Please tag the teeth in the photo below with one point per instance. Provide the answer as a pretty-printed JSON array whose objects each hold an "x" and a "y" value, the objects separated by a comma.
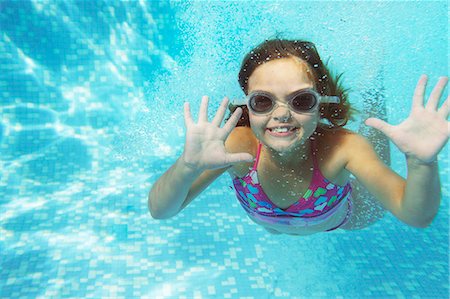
[{"x": 280, "y": 130}]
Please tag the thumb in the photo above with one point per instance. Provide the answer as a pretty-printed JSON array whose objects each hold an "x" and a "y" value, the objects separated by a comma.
[
  {"x": 236, "y": 158},
  {"x": 378, "y": 124}
]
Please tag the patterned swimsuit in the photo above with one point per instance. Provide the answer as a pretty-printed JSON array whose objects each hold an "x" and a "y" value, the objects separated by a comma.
[{"x": 319, "y": 202}]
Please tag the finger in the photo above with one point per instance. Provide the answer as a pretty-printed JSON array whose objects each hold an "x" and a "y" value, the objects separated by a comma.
[
  {"x": 435, "y": 95},
  {"x": 379, "y": 125},
  {"x": 239, "y": 157},
  {"x": 203, "y": 114},
  {"x": 445, "y": 108},
  {"x": 419, "y": 92},
  {"x": 231, "y": 123},
  {"x": 187, "y": 115},
  {"x": 220, "y": 112}
]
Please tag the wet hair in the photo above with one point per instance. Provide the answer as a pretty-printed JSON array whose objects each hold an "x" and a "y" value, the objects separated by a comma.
[{"x": 332, "y": 115}]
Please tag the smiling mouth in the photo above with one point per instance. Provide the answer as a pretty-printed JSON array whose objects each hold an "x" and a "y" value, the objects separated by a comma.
[{"x": 282, "y": 133}]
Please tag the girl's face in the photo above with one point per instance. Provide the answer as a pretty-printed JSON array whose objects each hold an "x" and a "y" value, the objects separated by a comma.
[{"x": 282, "y": 77}]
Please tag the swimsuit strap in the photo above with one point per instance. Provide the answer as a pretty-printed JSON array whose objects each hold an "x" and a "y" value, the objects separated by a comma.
[
  {"x": 314, "y": 154},
  {"x": 258, "y": 154}
]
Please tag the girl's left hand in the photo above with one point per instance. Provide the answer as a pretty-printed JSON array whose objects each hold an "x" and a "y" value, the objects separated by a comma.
[{"x": 426, "y": 131}]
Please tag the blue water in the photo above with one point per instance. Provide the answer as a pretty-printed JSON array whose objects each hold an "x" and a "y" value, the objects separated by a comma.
[{"x": 91, "y": 100}]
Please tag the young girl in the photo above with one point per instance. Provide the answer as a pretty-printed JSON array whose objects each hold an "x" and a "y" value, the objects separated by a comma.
[{"x": 295, "y": 169}]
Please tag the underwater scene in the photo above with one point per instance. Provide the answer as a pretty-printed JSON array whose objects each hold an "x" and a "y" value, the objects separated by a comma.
[{"x": 91, "y": 105}]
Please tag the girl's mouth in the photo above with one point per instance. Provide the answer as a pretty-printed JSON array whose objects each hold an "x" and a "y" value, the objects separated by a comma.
[{"x": 282, "y": 132}]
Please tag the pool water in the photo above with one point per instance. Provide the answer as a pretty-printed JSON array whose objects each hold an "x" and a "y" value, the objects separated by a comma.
[{"x": 91, "y": 97}]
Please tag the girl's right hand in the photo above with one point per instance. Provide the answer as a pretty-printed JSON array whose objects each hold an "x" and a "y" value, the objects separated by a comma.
[{"x": 205, "y": 141}]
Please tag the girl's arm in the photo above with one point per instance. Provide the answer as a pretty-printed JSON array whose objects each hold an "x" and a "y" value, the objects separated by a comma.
[
  {"x": 205, "y": 158},
  {"x": 177, "y": 188},
  {"x": 420, "y": 137},
  {"x": 414, "y": 201},
  {"x": 422, "y": 195}
]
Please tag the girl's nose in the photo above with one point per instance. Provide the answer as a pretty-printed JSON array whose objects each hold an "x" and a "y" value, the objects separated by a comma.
[{"x": 281, "y": 113}]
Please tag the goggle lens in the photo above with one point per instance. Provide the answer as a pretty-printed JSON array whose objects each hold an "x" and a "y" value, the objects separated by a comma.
[{"x": 303, "y": 102}]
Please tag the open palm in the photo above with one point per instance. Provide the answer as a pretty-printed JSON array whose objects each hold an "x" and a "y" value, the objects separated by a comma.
[{"x": 426, "y": 130}]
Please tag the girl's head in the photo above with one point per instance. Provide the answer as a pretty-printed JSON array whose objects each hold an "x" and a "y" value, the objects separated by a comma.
[{"x": 310, "y": 68}]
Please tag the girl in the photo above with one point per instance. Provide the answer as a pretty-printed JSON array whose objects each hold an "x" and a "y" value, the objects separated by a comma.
[{"x": 307, "y": 173}]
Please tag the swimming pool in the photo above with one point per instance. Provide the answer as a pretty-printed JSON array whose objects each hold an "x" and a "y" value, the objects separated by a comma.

• [OBJECTIVE] Quote all the items above word for word, but leave out the pictures.

• [THE RESPONSE]
Please tag the teeth in the photo below with one point per instance. Provide the answer as a pretty-printed JSON array whose objects each hold an "x" and a "y" value, the objects separated by a comma.
[{"x": 280, "y": 130}]
Please tag the thumb in the photo above with one point per instance. Provide the answer as a pretty-printed JSON array whose objects each hold an "x" and a "y" value, the objects separated by a comma.
[
  {"x": 236, "y": 158},
  {"x": 378, "y": 124}
]
Please tag the patterned swimsuit in the photo above with one point per instance. Provide the answer as a pretty-printed JSON array whose objects each hold an "x" and a "y" value, the objects separated by a comma.
[{"x": 319, "y": 202}]
Please tag the finger in the photo above with one point per instance. Provide the answer as a pretty-printed JSON array whose objects each hold an "x" and a "y" value, the objects separated by a comma.
[
  {"x": 435, "y": 95},
  {"x": 379, "y": 125},
  {"x": 239, "y": 157},
  {"x": 203, "y": 114},
  {"x": 445, "y": 108},
  {"x": 419, "y": 92},
  {"x": 231, "y": 123},
  {"x": 187, "y": 115},
  {"x": 220, "y": 112}
]
Please tag the wet hair in the photo above with one point per instance. Provide the answer as a pretty-printed JSON array whose objects each hold an "x" and a "y" value, the objects separated by a comma.
[{"x": 332, "y": 115}]
Please tag the smiling mouth in the photo above with one point per instance. Provide the answer as a pretty-printed JSON array whose objects each hold an "x" and a "y" value, the objects separated by a comma.
[{"x": 282, "y": 133}]
Please tag the girl's face in the photo above with one point per instance. Provide the answer as a pretty-printed JSON array whose objects each hold an "x" and a "y" value, the objects separated by a comma.
[{"x": 282, "y": 77}]
Please tag the swimsuit strap in the photo above with one point per instance. Provide the answer as a pretty-printed JSON array whose objects each hold an "x" and a "y" value, the objects separated by a comma.
[
  {"x": 314, "y": 154},
  {"x": 258, "y": 154}
]
Please tag the girl's left hand in the photo above with one point per instance. Provide the answer as a pretty-printed JSON array whose objects each hold an "x" and a "y" value, the objects separated by a comma.
[{"x": 426, "y": 131}]
Please tag the blue water in the photo above with one point per instance. Provide the answer as a pretty-printed JSON array whose objects each hold an "x" and a "y" value, the objects separated by a comma.
[{"x": 91, "y": 100}]
Please tag the young girl in the photo above with one point per instance. Provide the answer as a pretty-printed JSON array whose objects each hold an "x" and a "y" value, the objects separated by a comma.
[{"x": 295, "y": 169}]
Please tag the underwater scene in the photo above with one point per instance. Provide the answer as a pretty-printed JSON array whose objects each hold an "x" and a "y" value, the objects separated by a comma.
[{"x": 91, "y": 105}]
Please tag the girl's mouth in the photo above with one point per instance. Provide the answer as a pretty-printed JSON array whose objects each hold an "x" and a "y" value, the objects separated by a comma.
[{"x": 282, "y": 132}]
Please tag the pool water in the photo above with one point per instance. Provide the answer as a pretty-printed JSON array whose objects each hold an "x" and a "y" value, the objects separated by a comma.
[{"x": 91, "y": 97}]
Please tag the girl's right hand in the photo above with one point per instance. Provide the answer as a pretty-printed JSON array whose objects each hold an "x" and a "y" value, the objects separated by a comma.
[{"x": 205, "y": 141}]
Please tag the girl's arm in the photo above with one point per instance. Provide the answer as a pretty-printed JSON array whose objects each hold an "x" and a "y" value, the objects separated by a comma.
[
  {"x": 205, "y": 158},
  {"x": 177, "y": 188},
  {"x": 420, "y": 137},
  {"x": 414, "y": 201},
  {"x": 422, "y": 195}
]
Please tag the girl's nose in the photo above with one point per instance. Provide the answer as a pretty-printed JSON array whose objects each hold an "x" and a "y" value, the objects separated by a comma.
[{"x": 281, "y": 113}]
Please tag the goggle lens in the photo above with one point per instance. Provide the answer as a pretty-printed JSON array whose objects each hold an "x" and a "y" value, the objects separated by a comma.
[{"x": 303, "y": 102}]
Please tag the open palm in the photo above with one point per instance. Provide the answer as a pretty-printed JSON array whose objects each hold an "x" and a "y" value, the objects separated by a comma.
[{"x": 426, "y": 130}]
Please tag the girl's head in the photo above with one point per instance. Provide the answer as a pretty-printed JSON array whose objects each hold an "x" and a "y" value, the objects separated by a comma.
[{"x": 310, "y": 68}]
Please tag the girl in the photo above with one point per instance. Provide the answer as a pretty-printed JSON array whose objects each hold an "x" and a "y" value, the objects separated by a comma.
[{"x": 307, "y": 173}]
Please tag the swimming pool in the photo above with one point per instance. Provide the answer as a pretty-printed JSON array whose objects each hold an "x" and a "y" value, the objects separated by a comma.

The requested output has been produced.